> **Exercise description**: Write the material out again in full, word for word. Do not include the pictures.

== == ==

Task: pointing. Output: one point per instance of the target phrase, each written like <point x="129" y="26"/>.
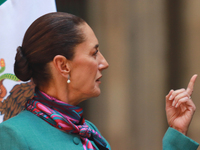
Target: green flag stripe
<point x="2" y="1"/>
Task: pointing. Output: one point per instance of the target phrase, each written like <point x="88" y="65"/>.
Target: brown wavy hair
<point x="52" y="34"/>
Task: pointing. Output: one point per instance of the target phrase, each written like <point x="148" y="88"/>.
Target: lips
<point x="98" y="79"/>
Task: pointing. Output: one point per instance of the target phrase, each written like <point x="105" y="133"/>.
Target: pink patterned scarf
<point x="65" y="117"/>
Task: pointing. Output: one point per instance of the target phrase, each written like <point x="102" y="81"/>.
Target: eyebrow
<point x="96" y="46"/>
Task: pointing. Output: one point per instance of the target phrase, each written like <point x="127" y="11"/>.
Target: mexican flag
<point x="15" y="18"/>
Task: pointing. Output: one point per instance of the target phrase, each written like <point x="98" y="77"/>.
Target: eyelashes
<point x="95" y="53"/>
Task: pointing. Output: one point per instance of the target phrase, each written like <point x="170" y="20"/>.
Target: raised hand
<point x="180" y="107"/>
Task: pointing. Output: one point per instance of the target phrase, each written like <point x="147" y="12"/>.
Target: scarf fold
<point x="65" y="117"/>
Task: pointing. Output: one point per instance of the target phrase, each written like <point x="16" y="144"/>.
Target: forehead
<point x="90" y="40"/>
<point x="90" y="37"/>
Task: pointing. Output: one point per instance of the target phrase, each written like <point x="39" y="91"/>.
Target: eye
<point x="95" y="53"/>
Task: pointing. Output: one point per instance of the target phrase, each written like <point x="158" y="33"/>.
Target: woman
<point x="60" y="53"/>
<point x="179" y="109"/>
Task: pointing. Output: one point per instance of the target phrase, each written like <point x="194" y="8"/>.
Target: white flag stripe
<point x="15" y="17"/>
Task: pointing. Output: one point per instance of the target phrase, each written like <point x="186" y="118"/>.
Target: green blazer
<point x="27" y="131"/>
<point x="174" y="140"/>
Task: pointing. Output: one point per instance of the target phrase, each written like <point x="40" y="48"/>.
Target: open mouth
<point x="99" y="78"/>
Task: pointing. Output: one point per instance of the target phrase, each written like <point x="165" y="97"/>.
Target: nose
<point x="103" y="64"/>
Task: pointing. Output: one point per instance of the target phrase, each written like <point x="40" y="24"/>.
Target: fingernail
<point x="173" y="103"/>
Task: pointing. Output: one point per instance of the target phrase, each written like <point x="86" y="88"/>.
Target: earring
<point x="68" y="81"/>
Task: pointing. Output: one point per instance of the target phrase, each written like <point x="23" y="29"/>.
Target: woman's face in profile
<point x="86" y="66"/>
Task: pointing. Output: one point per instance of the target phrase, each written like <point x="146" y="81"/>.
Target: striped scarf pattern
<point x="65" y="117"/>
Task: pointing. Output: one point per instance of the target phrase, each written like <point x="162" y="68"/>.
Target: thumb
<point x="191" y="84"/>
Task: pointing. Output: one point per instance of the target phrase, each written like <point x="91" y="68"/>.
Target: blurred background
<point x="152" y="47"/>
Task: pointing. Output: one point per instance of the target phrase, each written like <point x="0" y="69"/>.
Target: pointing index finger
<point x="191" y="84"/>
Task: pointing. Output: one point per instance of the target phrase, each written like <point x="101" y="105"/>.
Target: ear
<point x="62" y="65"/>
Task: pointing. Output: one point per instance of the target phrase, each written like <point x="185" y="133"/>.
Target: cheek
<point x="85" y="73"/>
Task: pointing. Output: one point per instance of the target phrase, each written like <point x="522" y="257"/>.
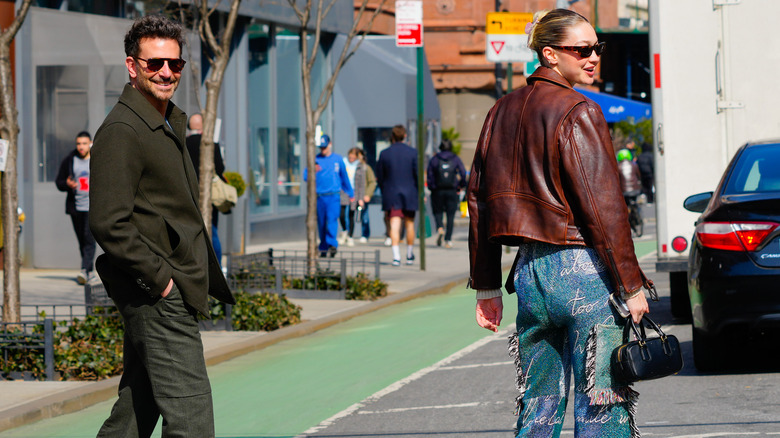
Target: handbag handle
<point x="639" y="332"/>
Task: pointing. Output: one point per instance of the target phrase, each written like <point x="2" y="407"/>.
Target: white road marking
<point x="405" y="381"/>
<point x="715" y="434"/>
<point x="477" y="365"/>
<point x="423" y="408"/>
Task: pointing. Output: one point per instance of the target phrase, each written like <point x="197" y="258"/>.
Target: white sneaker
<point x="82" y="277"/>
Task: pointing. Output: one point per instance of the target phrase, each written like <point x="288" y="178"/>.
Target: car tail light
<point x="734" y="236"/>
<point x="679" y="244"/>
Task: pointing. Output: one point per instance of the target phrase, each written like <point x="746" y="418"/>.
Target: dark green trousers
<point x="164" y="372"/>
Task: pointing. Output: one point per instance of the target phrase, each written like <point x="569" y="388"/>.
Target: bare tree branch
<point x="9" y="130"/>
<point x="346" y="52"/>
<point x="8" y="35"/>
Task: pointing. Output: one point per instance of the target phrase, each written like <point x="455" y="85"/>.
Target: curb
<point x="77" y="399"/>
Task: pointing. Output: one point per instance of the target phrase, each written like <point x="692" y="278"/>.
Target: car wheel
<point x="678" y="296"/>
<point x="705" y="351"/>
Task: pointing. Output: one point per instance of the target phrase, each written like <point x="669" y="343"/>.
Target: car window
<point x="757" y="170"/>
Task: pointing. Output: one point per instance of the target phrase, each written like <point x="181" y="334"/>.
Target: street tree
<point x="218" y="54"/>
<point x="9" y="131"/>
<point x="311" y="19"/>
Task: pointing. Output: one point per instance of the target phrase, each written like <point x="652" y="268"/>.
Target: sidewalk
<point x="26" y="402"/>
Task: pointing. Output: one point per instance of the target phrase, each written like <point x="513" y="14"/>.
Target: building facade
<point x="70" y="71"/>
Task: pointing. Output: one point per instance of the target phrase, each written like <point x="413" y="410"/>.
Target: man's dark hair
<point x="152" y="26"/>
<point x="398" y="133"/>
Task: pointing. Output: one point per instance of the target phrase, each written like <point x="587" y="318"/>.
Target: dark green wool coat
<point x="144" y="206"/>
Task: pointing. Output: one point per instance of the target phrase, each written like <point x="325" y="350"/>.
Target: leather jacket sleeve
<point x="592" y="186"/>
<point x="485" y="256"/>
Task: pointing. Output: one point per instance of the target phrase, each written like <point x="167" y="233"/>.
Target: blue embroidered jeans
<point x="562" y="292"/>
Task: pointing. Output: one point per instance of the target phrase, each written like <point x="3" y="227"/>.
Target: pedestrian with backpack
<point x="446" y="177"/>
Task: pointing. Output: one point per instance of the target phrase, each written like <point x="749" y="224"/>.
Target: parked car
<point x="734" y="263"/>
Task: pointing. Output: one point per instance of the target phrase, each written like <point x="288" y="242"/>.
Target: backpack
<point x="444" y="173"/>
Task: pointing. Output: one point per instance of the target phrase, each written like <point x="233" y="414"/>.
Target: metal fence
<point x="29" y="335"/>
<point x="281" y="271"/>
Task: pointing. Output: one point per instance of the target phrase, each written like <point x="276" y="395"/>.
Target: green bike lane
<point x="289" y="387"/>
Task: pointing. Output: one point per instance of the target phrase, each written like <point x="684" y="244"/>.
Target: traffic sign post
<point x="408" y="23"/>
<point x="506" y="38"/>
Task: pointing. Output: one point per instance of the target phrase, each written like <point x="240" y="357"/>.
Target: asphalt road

== == ==

> **Exercise answer**:
Task: pointing. Output: one point per instance of the target phrase, each written like <point x="129" y="26"/>.
Target: green flag stripe
<point x="2" y="1"/>
Task: pointing. Output: one point per instance of the target phrase, each written like <point x="88" y="65"/>.
Target: brown wavy hair
<point x="52" y="34"/>
Task: pointing. Output: one point per instance of the target phrase, each written like <point x="148" y="88"/>.
Target: lips
<point x="98" y="79"/>
Task: pointing. Output: one point per instance of the target phrase, each written like <point x="105" y="133"/>.
Target: pink patterned scarf
<point x="65" y="117"/>
Task: pointing. Output: one point per instance of the target phrase, each written like <point x="102" y="81"/>.
Target: eyebrow
<point x="96" y="46"/>
Task: pointing. Output: one point per instance of the target phrase, each written like <point x="127" y="11"/>.
Target: mexican flag
<point x="15" y="18"/>
Task: pointing. Output: one point per instance of the target phrase, each written like <point x="98" y="77"/>.
Target: eyelashes
<point x="95" y="53"/>
Task: pointing. Output: one point per instance of the target phrase, each written like <point x="170" y="20"/>.
Target: raised hand
<point x="180" y="107"/>
Task: pointing. Output: one point per instance of the target phrase, each written like <point x="147" y="12"/>.
Target: scarf fold
<point x="65" y="117"/>
Task: pointing. Output: one point per instance of the target phrase, each written like <point x="16" y="144"/>.
Target: forehead
<point x="90" y="40"/>
<point x="90" y="37"/>
Task: pointing. Output: one point per instance of the target phrase, each written like <point x="39" y="91"/>.
Target: eye
<point x="95" y="53"/>
Task: pointing. Output: one point per instance of the target phrase, each written like <point x="158" y="33"/>.
Target: woman
<point x="60" y="53"/>
<point x="179" y="109"/>
Task: pointing. Output: one point per instance of the target phrase, each written like <point x="194" y="8"/>.
Target: white flag stripe
<point x="15" y="17"/>
Task: pointing. Output: one point per instance of the target phrase, each written like <point x="186" y="118"/>.
Target: green blazer
<point x="27" y="131"/>
<point x="174" y="140"/>
Task: pointing. Output: one point per instance of the target phrase, each written like <point x="40" y="48"/>.
Target: open mouth
<point x="99" y="78"/>
Task: pointing. Output: one point per instance of the target phrase, each written like <point x="165" y="97"/>.
Target: nose
<point x="103" y="64"/>
Task: pointing. Output: one point per instance of the target phrase, each written like <point x="40" y="24"/>.
Target: fingernail
<point x="173" y="103"/>
Task: pointing. Output: one point per instance of the target phrase, each written like <point x="86" y="88"/>.
Target: earring
<point x="68" y="81"/>
Task: pointing. Output: one point per instance of the target phrase, each written like <point x="23" y="29"/>.
Target: woman's face in profile
<point x="86" y="66"/>
Task: pointing. Output: one point per instance of the target phrase, each written like <point x="146" y="81"/>.
Target: striped scarf pattern
<point x="65" y="117"/>
Task: pointing. Output: one point per instance of the target phrase, each written like <point x="162" y="68"/>.
Target: thumb
<point x="191" y="84"/>
Task: pointing. Output: one point per instance of the target phrase, each written like <point x="91" y="68"/>.
Target: blurred background
<point x="152" y="47"/>
Task: pointing. Output: one point per instance of the target phrase, each written like <point x="0" y="69"/>.
Target: pointing index finger
<point x="191" y="84"/>
Task: pointing. Output: one point per instance of the target phrase, each written like <point x="101" y="105"/>.
Target: ear
<point x="62" y="65"/>
Task: pointing. Output: one point per instance of the target phrase, each written like <point x="185" y="133"/>.
Target: cheek
<point x="85" y="73"/>
Task: pointing. Output: one point per instance of the target phrase, each written like <point x="522" y="257"/>.
Target: handbag handle
<point x="639" y="332"/>
Task: pointing. Output: one point per instance of the target phrase, each written like <point x="2" y="407"/>.
Target: white road marking
<point x="405" y="381"/>
<point x="715" y="434"/>
<point x="477" y="365"/>
<point x="423" y="408"/>
Task: pointing. Output: one point per instance of the target phrase, each written like <point x="197" y="258"/>.
Target: white sneaker
<point x="82" y="277"/>
Task: pointing. Output: one point per instance of the target phrase, each written like <point x="288" y="178"/>.
Target: car tail light
<point x="734" y="236"/>
<point x="679" y="244"/>
Task: pointing. Output: one point per instance of the target phrase, each written like <point x="746" y="418"/>.
Target: dark green trousers
<point x="164" y="372"/>
Task: pointing. Output: one point per instance of the target phrase, each written like <point x="569" y="388"/>.
Target: bare tree branch
<point x="9" y="130"/>
<point x="346" y="52"/>
<point x="8" y="35"/>
Task: pointing. Output: one point per instance of the target phrase, each written like <point x="455" y="85"/>.
Target: curb
<point x="77" y="399"/>
Task: pointing. Output: one point per instance of the target phrase, each written like <point x="692" y="278"/>.
Target: car wheel
<point x="678" y="296"/>
<point x="705" y="351"/>
Task: pointing. Output: one point per instance of the target phrase, each written like <point x="669" y="343"/>.
Target: car window
<point x="757" y="170"/>
Task: pointing. Output: one point per instance of the target phrase, each written like <point x="181" y="334"/>.
Target: street tree
<point x="218" y="54"/>
<point x="9" y="131"/>
<point x="311" y="19"/>
Task: pointing. Output: one point per instance of the target phrase, each written like <point x="652" y="268"/>.
Target: sidewalk
<point x="26" y="402"/>
Task: pointing. Output: one point per instance of the target phrase, each written like <point x="513" y="14"/>.
Target: building facade
<point x="70" y="71"/>
Task: pointing. Output: one point per instance of the target phrase, each written like <point x="413" y="410"/>.
Target: man's dark hair
<point x="152" y="26"/>
<point x="398" y="133"/>
Task: pointing. Output: one point per instance of the target phrase, each written like <point x="587" y="318"/>.
Target: dark green wool coat
<point x="144" y="206"/>
Task: pointing. Output: one point per instance of the target phrase, each written like <point x="325" y="350"/>.
Target: leather jacket sleeve
<point x="592" y="186"/>
<point x="485" y="256"/>
Task: pointing. Output: one point per instance of the target phrase, each written like <point x="167" y="233"/>.
Target: blue embroidered jeans
<point x="562" y="292"/>
Task: pointing. Output: one point per instance of the target phrase, each written like <point x="3" y="227"/>.
Target: pedestrian with backpack
<point x="446" y="177"/>
Task: pointing. Output: one point per instance of the target phrase, each written like <point x="749" y="224"/>.
Target: parked car
<point x="734" y="263"/>
Task: pointing. Output: one point per instance of the target phrase, each written like <point x="288" y="242"/>.
Target: backpack
<point x="444" y="173"/>
Task: pointing. Output: one point per instance of the target phrase, each written like <point x="233" y="414"/>.
Target: metal fence
<point x="29" y="335"/>
<point x="281" y="271"/>
Task: pointing. Output: one point per instance of the target phrase, each written like <point x="276" y="395"/>.
Target: green bike lane
<point x="289" y="387"/>
Task: pointing. Output: one point per instance of the target phrase, each written like <point x="684" y="244"/>.
Target: traffic sign post
<point x="408" y="23"/>
<point x="506" y="38"/>
Task: pointing. Output: one point per instance of the target phrase, each written like <point x="240" y="357"/>.
Target: asphalt road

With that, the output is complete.